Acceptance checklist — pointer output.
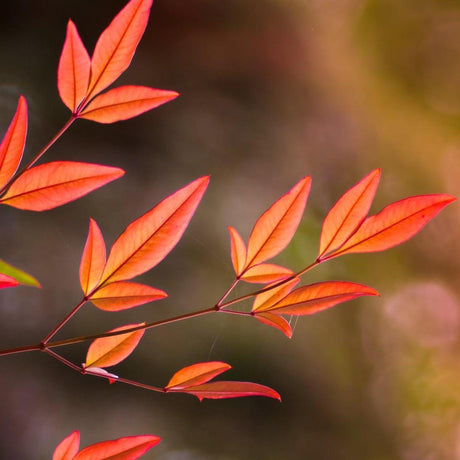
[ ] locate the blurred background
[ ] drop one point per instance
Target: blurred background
(271, 90)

○ ○ ○ ○

ÉNONCÉ:
Extrayez toutes les lignes ci-dessus en les reproduisant à l'identique, sans inclure les images dans votre réponse.

CORRIGÉ DÉTAILLÉ:
Acceptance checklist — pointer output.
[ ] locate the blurred background
[ ] drop one point per instance
Target: blurred background
(271, 90)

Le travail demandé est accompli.